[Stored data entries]

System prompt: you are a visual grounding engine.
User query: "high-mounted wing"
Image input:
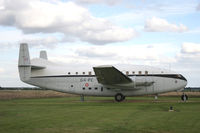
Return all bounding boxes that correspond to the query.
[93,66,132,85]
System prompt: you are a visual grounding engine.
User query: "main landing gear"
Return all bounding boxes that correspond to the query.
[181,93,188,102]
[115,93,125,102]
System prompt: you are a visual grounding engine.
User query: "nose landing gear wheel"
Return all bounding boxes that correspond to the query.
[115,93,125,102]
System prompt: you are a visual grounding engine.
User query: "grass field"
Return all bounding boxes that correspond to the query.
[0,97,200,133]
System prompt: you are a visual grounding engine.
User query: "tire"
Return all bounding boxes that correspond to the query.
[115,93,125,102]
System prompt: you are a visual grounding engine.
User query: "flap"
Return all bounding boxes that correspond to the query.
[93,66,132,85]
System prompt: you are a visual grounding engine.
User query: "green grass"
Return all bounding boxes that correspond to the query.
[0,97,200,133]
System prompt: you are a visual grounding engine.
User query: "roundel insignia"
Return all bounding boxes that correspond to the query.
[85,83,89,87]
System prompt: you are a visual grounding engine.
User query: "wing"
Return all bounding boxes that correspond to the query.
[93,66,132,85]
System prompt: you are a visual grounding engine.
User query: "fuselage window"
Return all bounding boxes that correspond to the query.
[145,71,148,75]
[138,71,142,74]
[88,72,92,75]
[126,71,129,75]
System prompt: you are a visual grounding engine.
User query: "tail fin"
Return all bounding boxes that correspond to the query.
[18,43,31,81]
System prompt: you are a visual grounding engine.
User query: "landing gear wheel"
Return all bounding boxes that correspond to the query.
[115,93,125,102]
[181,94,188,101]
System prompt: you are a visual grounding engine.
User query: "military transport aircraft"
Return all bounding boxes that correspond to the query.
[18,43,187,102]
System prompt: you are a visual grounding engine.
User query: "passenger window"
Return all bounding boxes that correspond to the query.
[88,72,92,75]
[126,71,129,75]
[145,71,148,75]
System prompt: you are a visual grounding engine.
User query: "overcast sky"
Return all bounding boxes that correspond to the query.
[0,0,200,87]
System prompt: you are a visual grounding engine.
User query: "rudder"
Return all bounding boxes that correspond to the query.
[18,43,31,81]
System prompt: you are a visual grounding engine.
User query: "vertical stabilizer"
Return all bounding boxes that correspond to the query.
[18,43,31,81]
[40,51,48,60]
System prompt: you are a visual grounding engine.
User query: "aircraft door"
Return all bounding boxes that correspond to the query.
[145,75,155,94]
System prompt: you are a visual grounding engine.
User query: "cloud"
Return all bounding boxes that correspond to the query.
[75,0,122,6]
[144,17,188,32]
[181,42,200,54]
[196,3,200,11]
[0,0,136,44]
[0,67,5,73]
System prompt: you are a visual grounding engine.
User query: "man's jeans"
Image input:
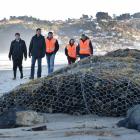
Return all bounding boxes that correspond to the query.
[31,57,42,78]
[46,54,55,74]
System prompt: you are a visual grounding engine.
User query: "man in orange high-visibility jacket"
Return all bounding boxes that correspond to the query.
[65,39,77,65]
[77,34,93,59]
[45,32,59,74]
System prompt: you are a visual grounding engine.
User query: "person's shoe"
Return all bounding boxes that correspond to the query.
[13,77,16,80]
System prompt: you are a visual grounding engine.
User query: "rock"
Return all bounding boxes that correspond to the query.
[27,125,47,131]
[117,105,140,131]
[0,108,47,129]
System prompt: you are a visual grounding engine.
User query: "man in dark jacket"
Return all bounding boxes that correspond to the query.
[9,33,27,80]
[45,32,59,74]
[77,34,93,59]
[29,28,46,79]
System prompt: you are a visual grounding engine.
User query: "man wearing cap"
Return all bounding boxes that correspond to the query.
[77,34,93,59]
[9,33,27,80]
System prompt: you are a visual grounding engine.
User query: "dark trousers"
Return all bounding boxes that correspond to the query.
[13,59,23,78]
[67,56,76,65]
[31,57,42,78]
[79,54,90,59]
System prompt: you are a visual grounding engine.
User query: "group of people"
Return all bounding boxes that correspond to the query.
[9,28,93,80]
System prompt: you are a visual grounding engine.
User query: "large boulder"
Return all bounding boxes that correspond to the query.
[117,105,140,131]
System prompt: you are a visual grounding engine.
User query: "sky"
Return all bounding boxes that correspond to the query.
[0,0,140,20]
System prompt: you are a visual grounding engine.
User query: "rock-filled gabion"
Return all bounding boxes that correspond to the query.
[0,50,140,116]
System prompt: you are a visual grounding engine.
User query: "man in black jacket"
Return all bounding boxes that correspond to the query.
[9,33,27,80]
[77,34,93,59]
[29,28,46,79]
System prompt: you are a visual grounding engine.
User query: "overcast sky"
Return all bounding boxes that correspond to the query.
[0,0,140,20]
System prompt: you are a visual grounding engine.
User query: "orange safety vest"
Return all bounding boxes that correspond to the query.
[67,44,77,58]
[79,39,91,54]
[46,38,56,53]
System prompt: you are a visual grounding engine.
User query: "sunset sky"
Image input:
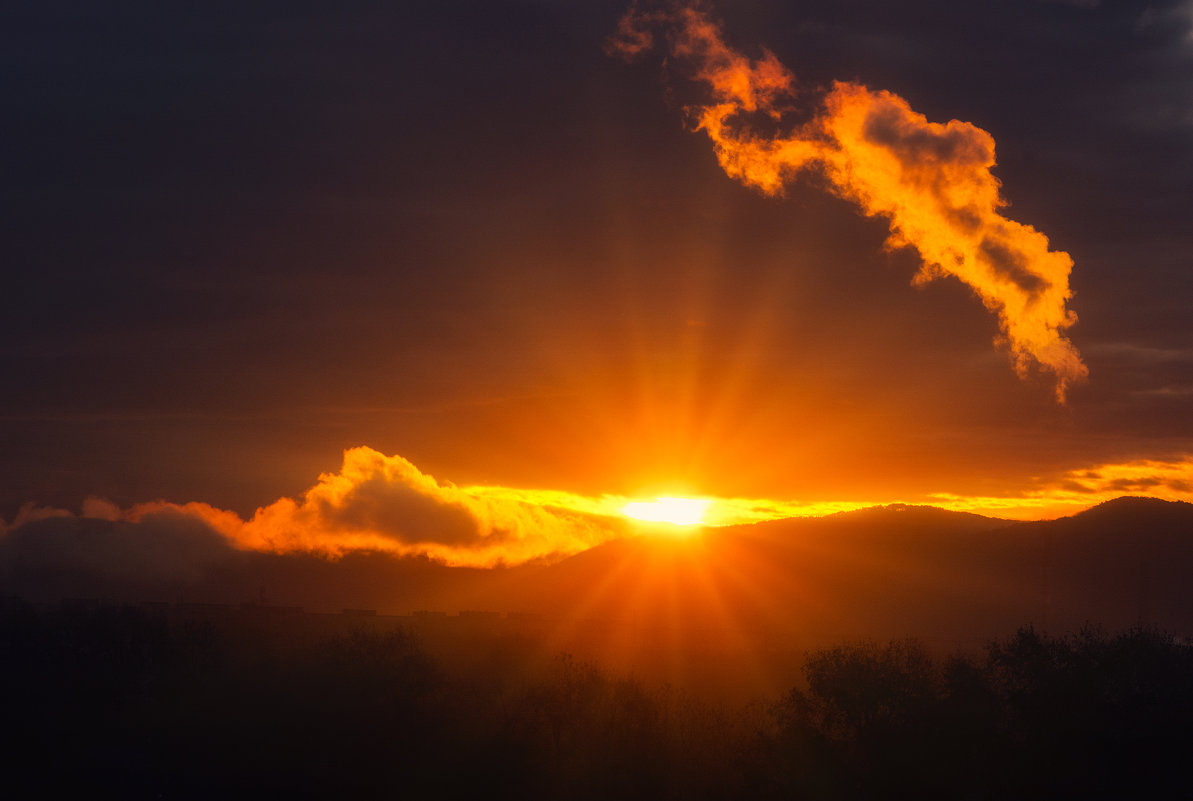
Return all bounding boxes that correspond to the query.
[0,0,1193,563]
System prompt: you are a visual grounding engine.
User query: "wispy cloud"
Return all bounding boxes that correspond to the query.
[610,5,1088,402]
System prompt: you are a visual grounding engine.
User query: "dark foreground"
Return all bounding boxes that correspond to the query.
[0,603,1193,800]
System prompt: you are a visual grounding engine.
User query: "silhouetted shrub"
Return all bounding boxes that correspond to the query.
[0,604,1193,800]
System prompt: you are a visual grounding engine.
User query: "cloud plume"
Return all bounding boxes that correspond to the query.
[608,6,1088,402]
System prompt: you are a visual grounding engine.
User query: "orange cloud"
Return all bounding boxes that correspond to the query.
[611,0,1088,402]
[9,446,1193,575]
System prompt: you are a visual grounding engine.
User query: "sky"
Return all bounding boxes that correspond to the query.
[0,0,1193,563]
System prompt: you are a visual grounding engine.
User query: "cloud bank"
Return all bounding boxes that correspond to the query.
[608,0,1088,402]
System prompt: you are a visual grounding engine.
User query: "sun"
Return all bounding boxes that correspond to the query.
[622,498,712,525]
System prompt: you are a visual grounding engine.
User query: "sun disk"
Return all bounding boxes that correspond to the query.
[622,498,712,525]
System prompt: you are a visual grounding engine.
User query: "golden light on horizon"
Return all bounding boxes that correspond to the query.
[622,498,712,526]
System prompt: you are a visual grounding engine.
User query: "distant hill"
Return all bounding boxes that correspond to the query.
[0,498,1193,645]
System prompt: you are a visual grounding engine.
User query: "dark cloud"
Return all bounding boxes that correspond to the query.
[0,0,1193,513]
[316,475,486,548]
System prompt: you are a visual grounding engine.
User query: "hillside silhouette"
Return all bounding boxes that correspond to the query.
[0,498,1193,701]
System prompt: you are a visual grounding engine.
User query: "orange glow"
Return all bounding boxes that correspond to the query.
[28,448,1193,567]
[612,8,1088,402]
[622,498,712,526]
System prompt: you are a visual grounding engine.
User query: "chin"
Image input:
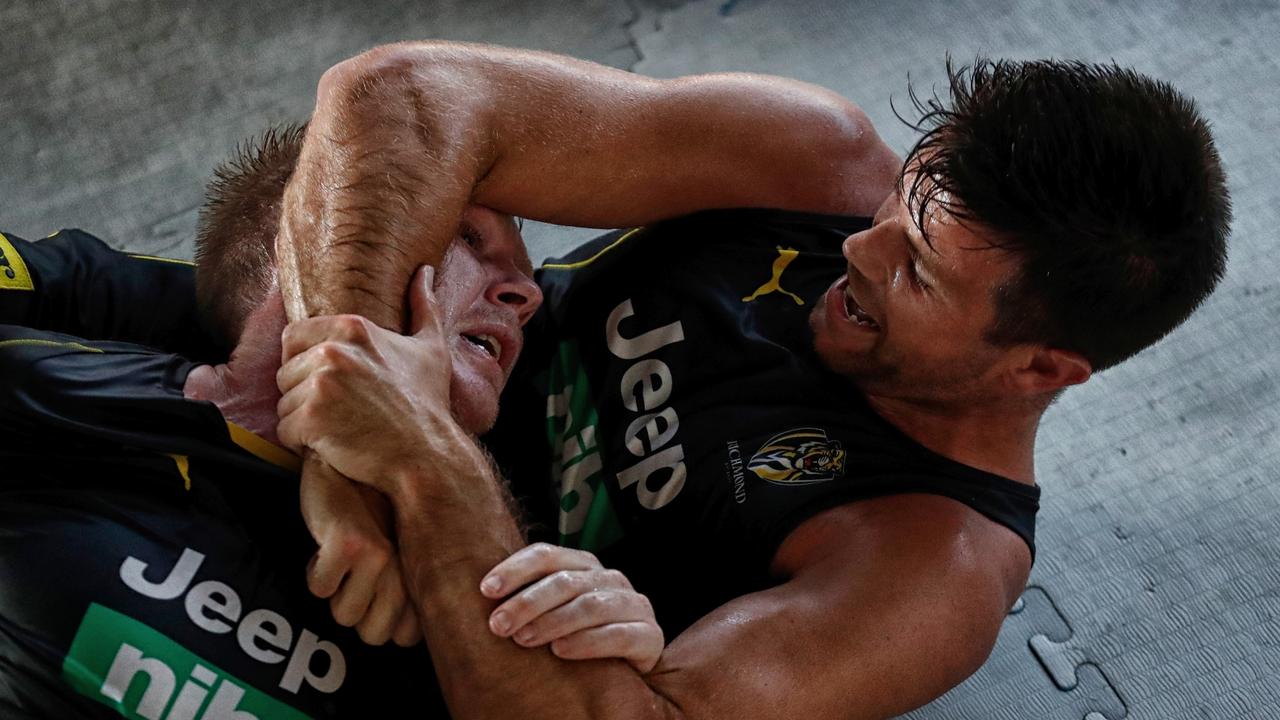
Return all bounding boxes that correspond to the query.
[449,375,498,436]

* * *

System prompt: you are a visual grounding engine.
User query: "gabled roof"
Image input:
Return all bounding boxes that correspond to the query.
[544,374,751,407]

--

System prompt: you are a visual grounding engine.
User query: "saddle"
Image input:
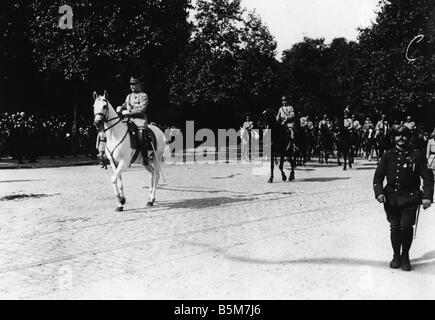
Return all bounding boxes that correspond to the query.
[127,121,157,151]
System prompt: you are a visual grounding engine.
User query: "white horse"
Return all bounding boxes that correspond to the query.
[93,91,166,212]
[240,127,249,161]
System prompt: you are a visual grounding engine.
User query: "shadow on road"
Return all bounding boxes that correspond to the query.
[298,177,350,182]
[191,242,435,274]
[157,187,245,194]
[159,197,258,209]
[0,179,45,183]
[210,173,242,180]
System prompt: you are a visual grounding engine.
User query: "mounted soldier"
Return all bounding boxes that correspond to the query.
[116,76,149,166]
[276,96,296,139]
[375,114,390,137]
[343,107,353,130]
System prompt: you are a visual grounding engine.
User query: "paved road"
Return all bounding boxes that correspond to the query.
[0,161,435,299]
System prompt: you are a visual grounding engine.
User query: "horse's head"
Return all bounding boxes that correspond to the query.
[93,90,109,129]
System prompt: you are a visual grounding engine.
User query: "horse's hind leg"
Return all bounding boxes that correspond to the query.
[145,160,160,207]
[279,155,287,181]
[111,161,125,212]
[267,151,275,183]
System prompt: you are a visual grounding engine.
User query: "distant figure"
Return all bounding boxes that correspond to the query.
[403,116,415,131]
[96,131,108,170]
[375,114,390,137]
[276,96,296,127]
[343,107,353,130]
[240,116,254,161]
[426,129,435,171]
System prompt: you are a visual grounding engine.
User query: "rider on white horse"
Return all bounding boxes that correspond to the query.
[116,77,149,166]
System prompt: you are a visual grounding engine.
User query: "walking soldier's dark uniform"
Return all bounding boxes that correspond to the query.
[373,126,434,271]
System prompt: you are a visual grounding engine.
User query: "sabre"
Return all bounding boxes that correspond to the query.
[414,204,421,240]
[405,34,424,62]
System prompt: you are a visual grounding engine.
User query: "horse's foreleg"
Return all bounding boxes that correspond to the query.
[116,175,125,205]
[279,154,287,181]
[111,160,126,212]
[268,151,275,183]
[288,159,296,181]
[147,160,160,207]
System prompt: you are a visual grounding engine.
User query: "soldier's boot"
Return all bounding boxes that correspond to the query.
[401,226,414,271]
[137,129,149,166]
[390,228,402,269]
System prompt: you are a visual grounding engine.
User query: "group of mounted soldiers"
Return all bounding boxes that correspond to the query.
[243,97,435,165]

PROBLEM DESCRIPTION =>
Please list each line of the listing above that contains the string "wheel".

FINAL RESULT =>
User query: "nose landing gear wheel"
User query: "landing gear wheel"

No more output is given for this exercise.